• [JOB] Please copy out the records from their first line through the line containing "1912L738 1859L701 1826L633", including that line, word for word.

Stored records

----------

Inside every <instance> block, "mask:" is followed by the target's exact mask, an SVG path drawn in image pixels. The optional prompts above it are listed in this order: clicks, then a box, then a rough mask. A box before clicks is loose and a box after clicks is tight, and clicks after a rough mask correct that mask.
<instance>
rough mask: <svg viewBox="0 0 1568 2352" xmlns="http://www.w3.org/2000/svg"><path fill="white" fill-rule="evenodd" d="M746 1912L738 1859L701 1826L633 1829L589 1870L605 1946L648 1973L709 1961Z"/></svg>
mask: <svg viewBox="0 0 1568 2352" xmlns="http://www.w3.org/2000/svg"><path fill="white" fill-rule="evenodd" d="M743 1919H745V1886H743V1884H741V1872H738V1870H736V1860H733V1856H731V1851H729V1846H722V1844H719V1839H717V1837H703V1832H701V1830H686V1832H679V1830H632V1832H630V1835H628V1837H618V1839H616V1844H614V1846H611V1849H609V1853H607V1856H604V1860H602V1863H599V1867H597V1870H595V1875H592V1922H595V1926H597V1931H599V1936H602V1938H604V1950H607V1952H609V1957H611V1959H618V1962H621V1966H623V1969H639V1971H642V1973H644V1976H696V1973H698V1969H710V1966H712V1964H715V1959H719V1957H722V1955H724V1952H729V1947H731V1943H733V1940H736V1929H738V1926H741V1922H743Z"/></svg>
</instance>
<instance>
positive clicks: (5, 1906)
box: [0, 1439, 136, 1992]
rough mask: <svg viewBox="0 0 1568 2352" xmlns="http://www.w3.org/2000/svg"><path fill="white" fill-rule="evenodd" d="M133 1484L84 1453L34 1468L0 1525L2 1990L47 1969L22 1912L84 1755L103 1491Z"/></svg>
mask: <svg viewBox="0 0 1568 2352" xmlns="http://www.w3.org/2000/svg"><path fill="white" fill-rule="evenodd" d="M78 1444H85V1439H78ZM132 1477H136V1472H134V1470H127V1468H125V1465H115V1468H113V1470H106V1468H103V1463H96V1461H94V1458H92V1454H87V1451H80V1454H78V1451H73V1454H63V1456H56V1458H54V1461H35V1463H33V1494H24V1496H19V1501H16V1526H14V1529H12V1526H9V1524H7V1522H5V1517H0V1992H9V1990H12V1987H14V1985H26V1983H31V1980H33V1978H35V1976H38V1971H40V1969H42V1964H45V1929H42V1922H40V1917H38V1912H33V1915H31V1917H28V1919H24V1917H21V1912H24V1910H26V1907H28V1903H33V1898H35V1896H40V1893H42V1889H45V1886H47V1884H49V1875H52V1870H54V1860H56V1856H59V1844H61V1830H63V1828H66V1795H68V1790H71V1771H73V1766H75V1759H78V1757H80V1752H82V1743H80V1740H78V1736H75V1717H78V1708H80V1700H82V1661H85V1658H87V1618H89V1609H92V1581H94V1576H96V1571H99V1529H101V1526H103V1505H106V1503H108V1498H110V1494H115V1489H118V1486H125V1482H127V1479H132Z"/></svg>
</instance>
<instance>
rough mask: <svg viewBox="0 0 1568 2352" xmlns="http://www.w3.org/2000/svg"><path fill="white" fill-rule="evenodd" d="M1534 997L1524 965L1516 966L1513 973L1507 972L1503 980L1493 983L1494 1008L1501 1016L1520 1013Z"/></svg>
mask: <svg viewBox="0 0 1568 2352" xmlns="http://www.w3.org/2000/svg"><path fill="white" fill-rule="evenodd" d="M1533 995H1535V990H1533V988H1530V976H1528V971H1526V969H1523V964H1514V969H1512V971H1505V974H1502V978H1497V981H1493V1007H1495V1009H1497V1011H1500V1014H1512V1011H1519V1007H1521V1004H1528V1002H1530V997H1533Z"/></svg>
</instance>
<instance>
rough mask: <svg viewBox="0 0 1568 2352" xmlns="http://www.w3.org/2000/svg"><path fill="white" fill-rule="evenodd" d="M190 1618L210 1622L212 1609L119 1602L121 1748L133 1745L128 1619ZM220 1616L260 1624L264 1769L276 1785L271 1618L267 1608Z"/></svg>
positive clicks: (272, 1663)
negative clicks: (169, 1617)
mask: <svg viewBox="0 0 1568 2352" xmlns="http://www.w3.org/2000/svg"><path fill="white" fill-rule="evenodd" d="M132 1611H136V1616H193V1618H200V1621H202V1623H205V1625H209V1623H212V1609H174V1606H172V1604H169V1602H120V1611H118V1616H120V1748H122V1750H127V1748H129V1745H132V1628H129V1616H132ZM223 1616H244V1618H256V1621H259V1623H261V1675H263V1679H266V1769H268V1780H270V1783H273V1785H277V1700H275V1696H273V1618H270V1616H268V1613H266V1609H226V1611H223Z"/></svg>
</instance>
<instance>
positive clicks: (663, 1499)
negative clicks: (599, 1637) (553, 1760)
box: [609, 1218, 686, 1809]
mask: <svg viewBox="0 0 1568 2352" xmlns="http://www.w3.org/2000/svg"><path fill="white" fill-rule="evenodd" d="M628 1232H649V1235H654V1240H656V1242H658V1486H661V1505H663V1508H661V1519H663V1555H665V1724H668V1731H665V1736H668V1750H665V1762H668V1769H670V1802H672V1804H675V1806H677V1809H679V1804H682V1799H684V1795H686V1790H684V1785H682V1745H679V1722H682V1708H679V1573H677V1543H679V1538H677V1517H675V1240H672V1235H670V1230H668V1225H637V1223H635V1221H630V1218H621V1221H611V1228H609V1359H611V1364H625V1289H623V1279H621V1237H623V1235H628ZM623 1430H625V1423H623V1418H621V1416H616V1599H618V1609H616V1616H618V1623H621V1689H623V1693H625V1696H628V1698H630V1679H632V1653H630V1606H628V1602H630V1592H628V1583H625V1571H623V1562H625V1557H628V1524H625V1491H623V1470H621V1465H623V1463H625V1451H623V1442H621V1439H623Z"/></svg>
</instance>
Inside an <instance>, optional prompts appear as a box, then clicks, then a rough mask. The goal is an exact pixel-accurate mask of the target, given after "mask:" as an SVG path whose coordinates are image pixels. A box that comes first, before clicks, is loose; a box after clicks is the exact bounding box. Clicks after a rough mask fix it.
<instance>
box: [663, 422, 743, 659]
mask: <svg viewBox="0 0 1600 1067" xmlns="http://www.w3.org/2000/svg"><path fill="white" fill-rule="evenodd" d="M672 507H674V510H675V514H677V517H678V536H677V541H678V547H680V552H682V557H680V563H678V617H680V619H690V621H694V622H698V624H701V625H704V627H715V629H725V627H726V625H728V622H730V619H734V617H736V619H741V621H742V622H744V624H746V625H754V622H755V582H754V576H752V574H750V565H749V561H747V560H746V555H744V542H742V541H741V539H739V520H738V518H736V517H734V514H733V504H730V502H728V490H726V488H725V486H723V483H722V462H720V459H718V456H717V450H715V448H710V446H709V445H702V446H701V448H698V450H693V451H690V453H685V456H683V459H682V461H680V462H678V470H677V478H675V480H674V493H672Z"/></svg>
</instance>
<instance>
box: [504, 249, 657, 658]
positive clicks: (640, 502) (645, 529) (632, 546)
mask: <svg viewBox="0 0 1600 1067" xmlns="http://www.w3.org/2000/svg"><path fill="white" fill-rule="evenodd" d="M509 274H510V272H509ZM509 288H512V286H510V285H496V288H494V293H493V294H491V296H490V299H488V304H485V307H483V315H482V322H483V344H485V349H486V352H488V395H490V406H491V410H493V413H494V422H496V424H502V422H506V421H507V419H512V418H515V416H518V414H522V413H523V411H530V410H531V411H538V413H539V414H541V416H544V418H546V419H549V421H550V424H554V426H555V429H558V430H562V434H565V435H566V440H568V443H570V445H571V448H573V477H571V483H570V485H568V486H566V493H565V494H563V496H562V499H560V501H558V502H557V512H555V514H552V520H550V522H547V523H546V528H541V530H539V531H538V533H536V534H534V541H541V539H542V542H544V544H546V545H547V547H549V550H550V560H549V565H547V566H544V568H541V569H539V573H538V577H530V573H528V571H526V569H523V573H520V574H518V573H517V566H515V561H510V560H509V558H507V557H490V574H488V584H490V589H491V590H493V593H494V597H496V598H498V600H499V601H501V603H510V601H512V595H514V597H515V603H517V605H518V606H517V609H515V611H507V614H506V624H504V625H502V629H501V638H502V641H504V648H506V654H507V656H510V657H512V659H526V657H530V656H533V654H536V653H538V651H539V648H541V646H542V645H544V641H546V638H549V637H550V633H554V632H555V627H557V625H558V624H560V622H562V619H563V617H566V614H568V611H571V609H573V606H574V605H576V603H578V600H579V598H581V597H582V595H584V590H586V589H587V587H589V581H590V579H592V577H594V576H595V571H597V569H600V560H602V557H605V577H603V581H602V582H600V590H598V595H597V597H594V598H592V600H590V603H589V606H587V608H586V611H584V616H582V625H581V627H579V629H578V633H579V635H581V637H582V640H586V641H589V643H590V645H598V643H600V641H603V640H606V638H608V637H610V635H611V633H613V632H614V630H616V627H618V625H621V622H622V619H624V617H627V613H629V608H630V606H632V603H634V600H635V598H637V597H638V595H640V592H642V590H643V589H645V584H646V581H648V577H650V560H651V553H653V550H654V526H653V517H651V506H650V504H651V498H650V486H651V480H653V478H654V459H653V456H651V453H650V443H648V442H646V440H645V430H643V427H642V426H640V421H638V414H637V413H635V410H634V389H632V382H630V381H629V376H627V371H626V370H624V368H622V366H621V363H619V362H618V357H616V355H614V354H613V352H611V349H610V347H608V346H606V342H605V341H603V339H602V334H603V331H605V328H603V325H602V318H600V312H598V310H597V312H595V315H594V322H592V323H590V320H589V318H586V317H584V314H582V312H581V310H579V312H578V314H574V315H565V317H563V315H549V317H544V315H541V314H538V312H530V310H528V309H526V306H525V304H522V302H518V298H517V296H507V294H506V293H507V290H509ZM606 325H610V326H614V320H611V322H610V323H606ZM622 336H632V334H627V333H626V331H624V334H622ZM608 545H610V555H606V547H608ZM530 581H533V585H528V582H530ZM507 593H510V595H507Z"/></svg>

----------

• [RESULT OF THE TASK]
Inside every <instance> block, "mask:" is followed by the target's exact mask, an SVG path drawn in image pixels. The optional prompts above it are listed in this order: clicks, then a box, then a rough mask. A box before clicks is loose and a box after clicks is tight, and clicks after a rough mask correct that mask.
<instance>
rough mask: <svg viewBox="0 0 1568 2352" xmlns="http://www.w3.org/2000/svg"><path fill="white" fill-rule="evenodd" d="M746 1912L738 1859L701 1826L633 1829L589 1870L605 1946L648 1973L709 1961Z"/></svg>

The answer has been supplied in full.